La Commission d’études politiques du CRIF, présidée par le Pr Raoul Ghozlan, a reçu Dominique Schnapper sur le thème: «Identité citoyenne et intégration : est-ce qu’on peut parler d’un modèle juif ?»

PRESENTATION DE DOMINIQUE SCHNAPPER

Dominique Schnapper est directrice d’études à l’EHESS. Elle est l’auteur de Juifs et Israélites (1981), et de nombreux ouvrages portant sur la sociologie et la citoyenneté, dont La communauté de citoyens (2004), La relation à l’autre (1998), La démocratie providentielle (2002).

Après avoir fait partie de la Commission Marceau Long sur la réforme de la nationalité en 1987 et de la Commission 2000 du Commissariat Général du Plan (1988-1989), Dominique Schnapper a été Présidente de la Société Française de Sociologie de 1995 à 1999 puis a été membre du Conseil Constitutionnel pendant 9 ans de 2001 à 2010.

* **EXTRAIT DE DONNÉES**
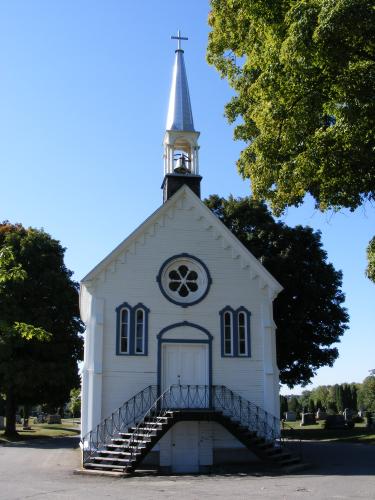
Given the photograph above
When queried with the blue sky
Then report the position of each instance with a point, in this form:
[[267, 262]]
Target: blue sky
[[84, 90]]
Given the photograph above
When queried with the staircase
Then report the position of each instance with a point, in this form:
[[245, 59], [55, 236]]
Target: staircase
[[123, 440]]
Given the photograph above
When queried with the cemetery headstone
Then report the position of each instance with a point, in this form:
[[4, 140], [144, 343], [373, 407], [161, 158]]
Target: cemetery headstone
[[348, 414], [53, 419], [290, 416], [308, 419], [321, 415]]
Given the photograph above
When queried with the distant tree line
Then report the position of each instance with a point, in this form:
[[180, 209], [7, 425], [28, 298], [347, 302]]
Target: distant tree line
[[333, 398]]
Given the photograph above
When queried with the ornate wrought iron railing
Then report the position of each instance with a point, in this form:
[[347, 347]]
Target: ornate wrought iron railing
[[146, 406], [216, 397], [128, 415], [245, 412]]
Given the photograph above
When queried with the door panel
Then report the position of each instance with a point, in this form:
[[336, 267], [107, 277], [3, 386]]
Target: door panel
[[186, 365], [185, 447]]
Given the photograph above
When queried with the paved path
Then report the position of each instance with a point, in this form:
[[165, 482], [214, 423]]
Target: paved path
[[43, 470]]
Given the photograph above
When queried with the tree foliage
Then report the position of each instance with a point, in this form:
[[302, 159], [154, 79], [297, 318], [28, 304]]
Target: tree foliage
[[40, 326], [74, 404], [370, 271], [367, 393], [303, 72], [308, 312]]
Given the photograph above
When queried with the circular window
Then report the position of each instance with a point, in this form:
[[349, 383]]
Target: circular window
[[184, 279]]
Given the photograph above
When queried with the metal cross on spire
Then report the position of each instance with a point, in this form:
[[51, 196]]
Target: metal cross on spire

* **SÉRIE D'EXERCICES**
**A)** D'après le texte source, pendant combien d'années Dominique Schnapper a-t-elle siégé au Conseil constitutionnel ?
**B)** Reproduisez fidèlement le passage du texte source qui va de « Dominique Schnapper est » à « démocratie providentielle (2002). ».
Ce matériel est sans rapport avec le texte source.

* **RÉPONSES AUX EXERCICES**
**A)** Pendant 9 ans, de 2001 à 2010.

**B)**
Dominique Schnapper est directrice d’études à l’EHESS. Elle est l’auteur de Juifs et Israélites (1981), et de nombreux ouvrages portant sur la sociologie et la citoyenneté, dont La communauté de citoyens (2004), La relation à l’autre (1998), La démocratie providentielle (2002).